Given entries>

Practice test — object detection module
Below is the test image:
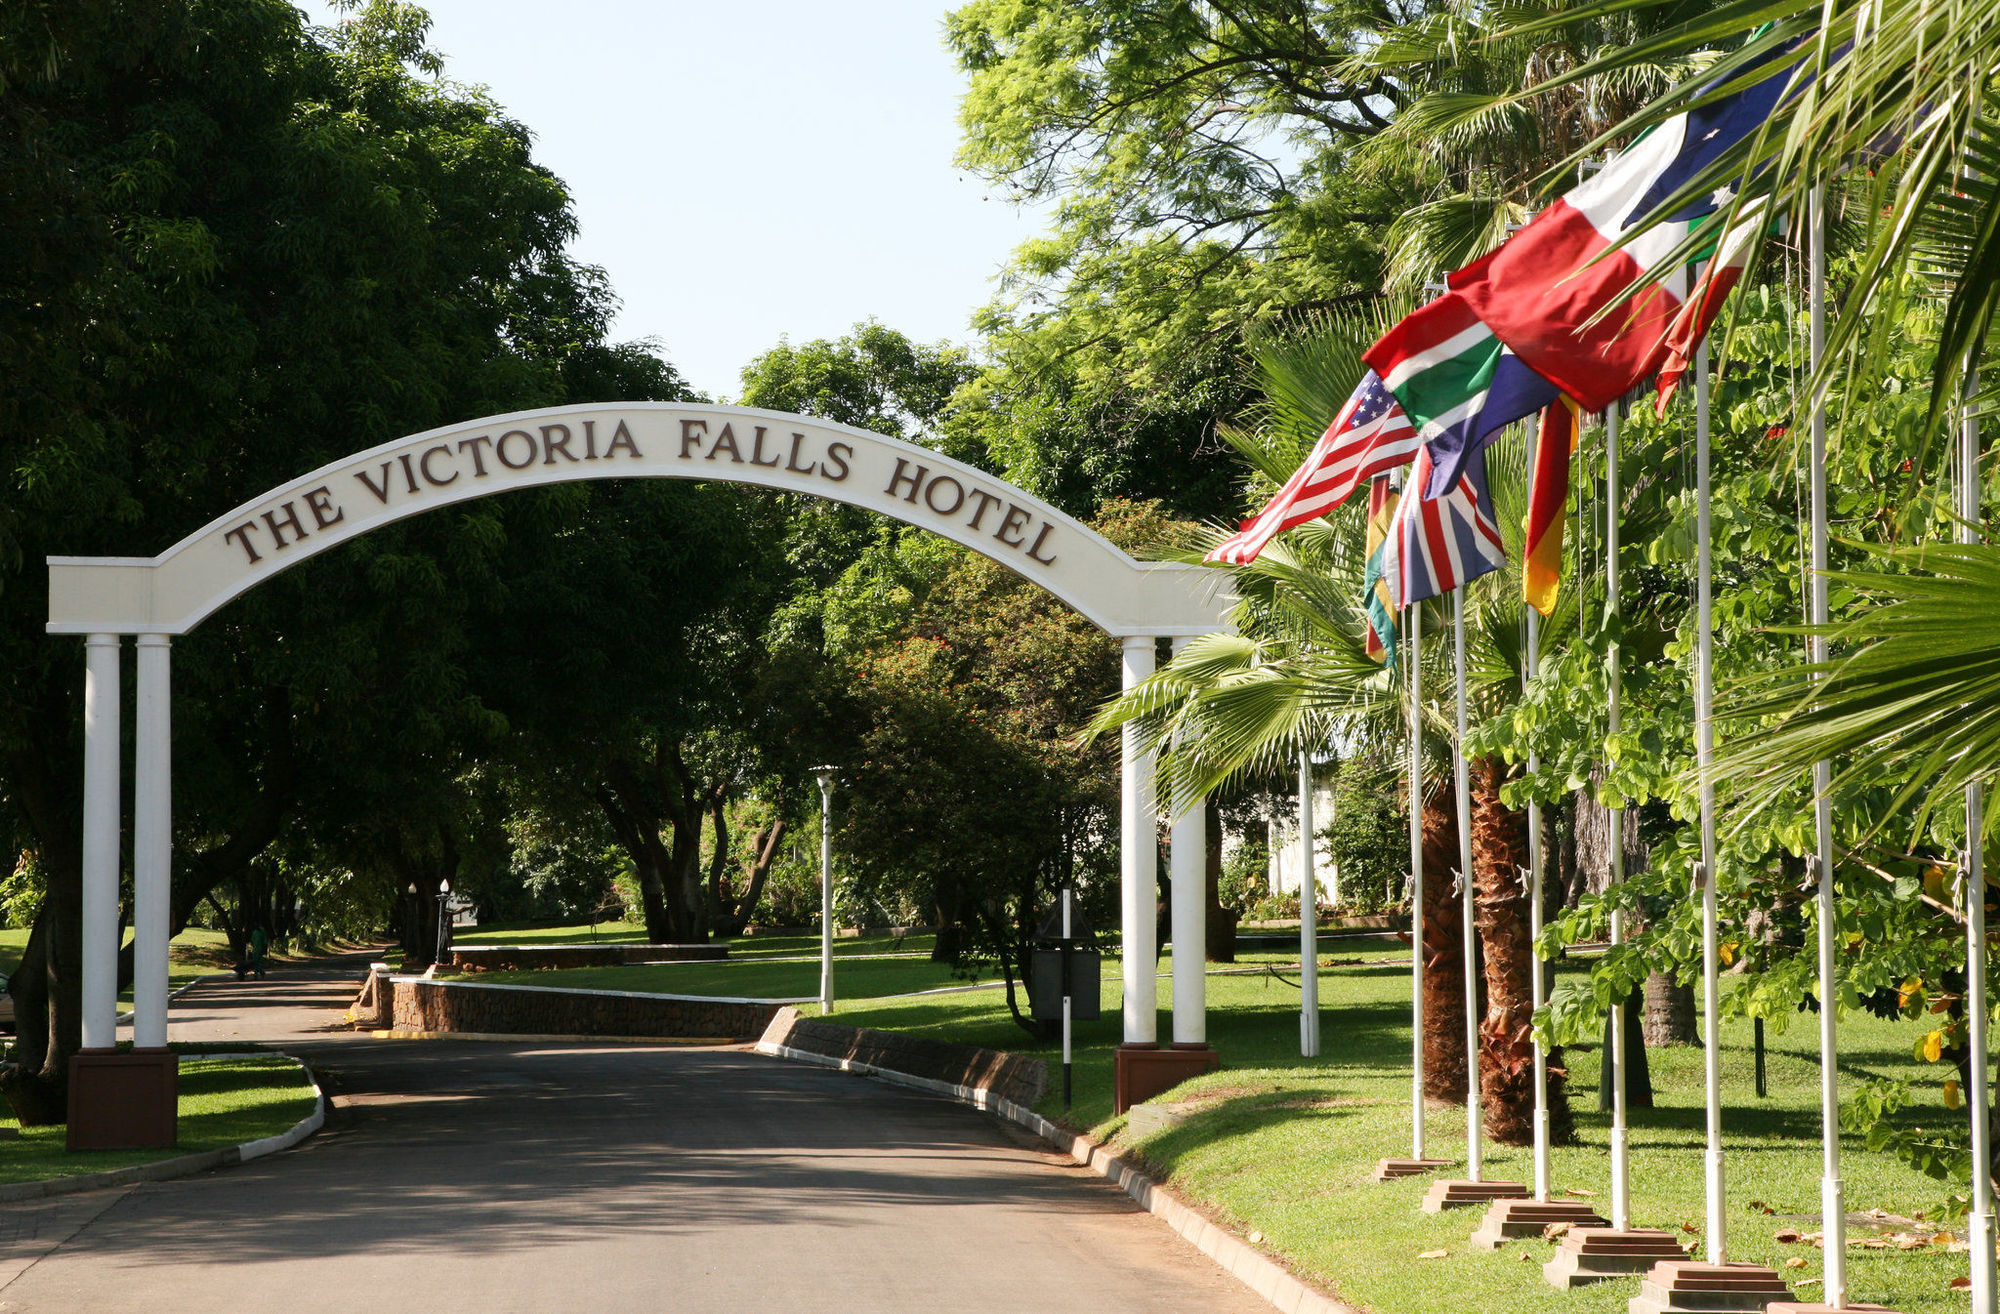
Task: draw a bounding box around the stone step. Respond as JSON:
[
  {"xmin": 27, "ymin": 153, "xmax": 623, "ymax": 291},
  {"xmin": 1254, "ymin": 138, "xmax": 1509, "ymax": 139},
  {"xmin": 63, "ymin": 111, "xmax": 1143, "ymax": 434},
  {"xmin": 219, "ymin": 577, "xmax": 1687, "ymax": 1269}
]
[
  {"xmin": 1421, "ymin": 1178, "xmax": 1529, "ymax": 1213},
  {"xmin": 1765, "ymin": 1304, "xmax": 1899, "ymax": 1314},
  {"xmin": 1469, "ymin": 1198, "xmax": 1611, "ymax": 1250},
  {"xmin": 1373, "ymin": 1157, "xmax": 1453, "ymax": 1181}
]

Your instructions> All lines holding the word "test" must be copied from the data.

Exercise output>
Practice test — object detection module
Below is the test image:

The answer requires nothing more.